(Task statement) Extract exactly the range of lines bounded by the line containing "Two rules. Place a point on every instance of the falling" and the final line of the listing, both ends included, and no other lines.

##### Data excerpts

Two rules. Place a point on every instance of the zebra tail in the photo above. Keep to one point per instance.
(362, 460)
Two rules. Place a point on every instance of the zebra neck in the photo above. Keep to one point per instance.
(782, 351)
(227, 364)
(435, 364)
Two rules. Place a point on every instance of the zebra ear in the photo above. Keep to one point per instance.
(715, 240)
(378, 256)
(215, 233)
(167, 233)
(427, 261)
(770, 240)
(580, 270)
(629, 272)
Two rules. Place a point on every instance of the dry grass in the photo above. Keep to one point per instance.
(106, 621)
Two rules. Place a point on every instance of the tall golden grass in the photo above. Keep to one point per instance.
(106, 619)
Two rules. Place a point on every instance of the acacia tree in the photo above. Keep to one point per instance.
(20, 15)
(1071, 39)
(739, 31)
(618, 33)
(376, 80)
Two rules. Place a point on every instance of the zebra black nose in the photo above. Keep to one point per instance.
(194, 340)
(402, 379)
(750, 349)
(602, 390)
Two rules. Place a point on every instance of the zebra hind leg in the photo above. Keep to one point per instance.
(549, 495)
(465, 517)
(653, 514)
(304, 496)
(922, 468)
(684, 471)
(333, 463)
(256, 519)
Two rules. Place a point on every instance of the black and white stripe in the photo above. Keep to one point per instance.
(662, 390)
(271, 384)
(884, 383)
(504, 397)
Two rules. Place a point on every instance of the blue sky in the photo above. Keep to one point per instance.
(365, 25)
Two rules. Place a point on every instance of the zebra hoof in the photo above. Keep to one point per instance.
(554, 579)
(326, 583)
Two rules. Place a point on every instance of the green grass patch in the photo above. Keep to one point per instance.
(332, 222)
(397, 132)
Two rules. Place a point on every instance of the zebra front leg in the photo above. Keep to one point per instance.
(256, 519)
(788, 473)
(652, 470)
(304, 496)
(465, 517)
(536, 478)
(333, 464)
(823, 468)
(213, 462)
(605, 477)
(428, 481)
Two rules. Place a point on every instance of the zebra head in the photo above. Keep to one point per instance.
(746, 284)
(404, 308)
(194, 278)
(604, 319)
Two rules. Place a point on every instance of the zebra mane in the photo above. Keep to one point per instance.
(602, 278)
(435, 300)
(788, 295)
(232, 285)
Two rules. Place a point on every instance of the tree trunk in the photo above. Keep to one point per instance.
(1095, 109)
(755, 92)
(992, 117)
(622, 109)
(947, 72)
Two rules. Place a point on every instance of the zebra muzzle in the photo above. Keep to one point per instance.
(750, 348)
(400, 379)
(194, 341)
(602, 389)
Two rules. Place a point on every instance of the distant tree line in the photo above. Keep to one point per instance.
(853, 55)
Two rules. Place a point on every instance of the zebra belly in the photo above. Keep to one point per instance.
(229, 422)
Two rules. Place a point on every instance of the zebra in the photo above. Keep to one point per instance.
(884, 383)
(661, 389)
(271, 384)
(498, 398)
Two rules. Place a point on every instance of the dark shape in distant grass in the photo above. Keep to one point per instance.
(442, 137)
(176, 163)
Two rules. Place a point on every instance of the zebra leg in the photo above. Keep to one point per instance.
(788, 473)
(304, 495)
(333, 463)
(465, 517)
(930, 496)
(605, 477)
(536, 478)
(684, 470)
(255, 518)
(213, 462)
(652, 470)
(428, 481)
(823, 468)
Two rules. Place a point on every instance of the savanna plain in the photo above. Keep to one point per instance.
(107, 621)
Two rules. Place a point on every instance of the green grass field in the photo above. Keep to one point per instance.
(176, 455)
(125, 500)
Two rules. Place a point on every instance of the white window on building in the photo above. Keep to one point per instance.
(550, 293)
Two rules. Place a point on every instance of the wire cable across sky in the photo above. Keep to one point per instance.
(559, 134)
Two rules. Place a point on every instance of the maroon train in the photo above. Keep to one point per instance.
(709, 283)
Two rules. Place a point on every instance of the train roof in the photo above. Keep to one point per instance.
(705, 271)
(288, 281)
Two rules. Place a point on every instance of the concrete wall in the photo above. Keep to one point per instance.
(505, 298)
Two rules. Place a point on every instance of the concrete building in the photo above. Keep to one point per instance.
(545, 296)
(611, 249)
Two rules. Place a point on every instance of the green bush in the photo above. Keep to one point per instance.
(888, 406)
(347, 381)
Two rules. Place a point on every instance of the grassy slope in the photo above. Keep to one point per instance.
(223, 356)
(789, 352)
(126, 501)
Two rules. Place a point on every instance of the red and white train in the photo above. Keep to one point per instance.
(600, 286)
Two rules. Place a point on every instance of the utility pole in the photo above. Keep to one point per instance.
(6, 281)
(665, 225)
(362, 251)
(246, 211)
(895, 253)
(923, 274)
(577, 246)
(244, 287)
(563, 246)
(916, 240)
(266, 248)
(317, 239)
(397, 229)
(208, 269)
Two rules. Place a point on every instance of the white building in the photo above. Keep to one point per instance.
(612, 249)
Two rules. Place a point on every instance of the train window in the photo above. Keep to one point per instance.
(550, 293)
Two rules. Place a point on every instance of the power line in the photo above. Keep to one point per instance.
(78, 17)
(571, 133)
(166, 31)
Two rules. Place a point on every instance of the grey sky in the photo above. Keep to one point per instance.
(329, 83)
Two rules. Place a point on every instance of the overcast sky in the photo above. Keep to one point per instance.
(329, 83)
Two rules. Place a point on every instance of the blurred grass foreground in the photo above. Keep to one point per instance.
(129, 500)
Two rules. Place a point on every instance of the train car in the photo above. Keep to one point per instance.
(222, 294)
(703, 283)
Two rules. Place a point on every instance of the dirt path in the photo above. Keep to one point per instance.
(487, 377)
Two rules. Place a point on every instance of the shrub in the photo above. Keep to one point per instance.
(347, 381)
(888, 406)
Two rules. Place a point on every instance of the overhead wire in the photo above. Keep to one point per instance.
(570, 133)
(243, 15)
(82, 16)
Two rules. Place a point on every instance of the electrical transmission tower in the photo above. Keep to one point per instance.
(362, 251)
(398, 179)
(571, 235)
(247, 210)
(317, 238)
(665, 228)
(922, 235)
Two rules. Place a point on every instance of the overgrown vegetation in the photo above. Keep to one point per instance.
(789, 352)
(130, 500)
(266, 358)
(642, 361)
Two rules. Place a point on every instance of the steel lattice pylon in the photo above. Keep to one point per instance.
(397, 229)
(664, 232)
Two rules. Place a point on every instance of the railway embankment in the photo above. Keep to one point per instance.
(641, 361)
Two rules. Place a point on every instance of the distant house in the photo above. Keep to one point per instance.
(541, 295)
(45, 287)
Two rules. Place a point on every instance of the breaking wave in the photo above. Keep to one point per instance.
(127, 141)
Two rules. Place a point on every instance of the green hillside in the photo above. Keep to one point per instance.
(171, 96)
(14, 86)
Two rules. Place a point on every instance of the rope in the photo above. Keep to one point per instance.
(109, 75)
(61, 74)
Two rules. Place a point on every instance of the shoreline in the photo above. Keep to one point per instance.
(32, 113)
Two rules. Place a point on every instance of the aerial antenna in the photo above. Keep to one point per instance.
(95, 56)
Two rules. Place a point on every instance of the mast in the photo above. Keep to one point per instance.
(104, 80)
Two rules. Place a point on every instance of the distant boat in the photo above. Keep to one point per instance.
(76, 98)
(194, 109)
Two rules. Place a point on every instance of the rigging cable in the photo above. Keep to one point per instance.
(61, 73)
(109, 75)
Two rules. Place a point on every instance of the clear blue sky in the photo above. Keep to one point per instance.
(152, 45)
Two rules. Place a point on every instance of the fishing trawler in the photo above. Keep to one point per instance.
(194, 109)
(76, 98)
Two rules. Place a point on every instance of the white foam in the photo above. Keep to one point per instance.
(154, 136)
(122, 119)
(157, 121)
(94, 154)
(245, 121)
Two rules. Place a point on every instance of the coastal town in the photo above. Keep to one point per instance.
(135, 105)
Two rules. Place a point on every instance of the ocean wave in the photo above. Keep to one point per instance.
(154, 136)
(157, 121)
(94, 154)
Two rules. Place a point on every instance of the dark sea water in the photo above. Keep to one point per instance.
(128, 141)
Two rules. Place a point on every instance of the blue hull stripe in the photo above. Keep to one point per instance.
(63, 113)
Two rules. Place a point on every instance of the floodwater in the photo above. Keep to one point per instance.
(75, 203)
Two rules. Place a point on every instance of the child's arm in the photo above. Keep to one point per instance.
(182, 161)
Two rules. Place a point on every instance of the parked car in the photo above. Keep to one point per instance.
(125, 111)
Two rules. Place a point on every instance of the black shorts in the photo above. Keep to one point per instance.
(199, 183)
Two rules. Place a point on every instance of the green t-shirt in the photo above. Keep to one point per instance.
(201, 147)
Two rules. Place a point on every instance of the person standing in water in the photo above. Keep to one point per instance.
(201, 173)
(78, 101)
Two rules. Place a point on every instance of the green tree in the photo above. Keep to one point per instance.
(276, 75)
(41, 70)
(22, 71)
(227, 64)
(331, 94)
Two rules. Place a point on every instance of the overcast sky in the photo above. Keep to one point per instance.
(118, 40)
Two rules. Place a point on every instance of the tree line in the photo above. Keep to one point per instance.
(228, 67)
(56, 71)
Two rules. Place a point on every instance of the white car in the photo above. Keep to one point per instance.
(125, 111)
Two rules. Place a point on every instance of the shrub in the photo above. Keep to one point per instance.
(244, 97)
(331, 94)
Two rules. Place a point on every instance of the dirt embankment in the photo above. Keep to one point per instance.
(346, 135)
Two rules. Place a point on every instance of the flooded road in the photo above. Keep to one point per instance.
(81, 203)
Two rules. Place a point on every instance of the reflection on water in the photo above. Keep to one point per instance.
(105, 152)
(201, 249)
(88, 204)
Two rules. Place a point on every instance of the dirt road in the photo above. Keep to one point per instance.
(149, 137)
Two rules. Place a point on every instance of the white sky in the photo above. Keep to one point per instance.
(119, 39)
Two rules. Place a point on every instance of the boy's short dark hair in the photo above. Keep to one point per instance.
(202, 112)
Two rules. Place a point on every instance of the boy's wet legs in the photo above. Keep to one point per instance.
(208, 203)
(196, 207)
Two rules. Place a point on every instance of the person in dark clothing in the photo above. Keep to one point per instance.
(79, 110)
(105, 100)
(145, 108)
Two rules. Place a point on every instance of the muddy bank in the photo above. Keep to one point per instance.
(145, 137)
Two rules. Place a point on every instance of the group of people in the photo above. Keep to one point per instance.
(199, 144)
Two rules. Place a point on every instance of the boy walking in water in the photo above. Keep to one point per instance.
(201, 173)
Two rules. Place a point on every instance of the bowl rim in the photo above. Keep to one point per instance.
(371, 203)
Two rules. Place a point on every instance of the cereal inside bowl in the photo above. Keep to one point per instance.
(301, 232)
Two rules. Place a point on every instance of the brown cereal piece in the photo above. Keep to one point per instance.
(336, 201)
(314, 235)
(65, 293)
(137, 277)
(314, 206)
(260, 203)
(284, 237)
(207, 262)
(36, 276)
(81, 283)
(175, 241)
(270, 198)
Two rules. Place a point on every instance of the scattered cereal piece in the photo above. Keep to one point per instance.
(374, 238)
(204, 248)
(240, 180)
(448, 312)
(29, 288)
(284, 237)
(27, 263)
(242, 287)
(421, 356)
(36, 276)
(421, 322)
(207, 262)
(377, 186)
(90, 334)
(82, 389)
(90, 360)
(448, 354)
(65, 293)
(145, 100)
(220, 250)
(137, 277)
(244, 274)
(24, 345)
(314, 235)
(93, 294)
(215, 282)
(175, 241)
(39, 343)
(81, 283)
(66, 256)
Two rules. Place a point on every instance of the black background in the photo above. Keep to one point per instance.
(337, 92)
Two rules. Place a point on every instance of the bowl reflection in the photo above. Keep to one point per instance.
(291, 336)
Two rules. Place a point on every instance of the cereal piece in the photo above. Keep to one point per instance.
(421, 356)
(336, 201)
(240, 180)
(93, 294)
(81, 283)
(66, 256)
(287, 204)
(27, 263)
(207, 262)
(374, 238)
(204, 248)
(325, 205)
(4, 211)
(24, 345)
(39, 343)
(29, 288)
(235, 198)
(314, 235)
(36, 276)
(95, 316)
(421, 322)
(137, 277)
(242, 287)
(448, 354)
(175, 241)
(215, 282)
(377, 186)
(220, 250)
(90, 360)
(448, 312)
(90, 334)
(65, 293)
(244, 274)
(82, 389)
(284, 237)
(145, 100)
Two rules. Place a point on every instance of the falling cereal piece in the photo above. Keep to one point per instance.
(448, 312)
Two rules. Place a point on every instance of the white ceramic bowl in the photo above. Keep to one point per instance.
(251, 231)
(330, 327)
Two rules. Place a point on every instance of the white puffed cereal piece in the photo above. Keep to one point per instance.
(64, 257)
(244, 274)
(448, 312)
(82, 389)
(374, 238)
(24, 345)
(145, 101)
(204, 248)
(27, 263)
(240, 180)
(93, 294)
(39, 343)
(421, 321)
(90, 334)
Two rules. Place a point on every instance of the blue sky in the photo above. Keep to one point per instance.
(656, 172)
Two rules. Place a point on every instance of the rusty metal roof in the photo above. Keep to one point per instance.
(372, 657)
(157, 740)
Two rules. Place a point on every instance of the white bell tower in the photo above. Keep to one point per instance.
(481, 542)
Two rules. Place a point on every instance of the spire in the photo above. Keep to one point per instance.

##########

(In response)
Two rules. Place a point on every instance of the falling cereal piece in the photo above. Keep to one point per instance.
(448, 312)
Two rules. Place a point on every instance of the white ceramic bowl in the photo above. Keep to one point per instance.
(251, 231)
(330, 327)
Two rules. Place a point on every instance of the white puffed cereal piece in the photo above. Keep to one point per instance.
(64, 257)
(244, 274)
(448, 312)
(82, 389)
(374, 238)
(24, 345)
(145, 101)
(204, 248)
(27, 263)
(240, 180)
(93, 294)
(39, 343)
(421, 321)
(90, 334)
Two rules. Place a point on every instance of the blue sky in the photo above. Keep to one point per instance.
(656, 172)
Two rules. Place a point on every instance of the rusty metal roof in the photo above. Keep to one point per instance.
(372, 657)
(157, 740)
Two rules. Place a point on every instance of the white bell tower in the photo above. Keep to one point per instance.
(481, 542)
Two rules. Place a point on every instance of the spire in the photo above. Keep to one point per instance.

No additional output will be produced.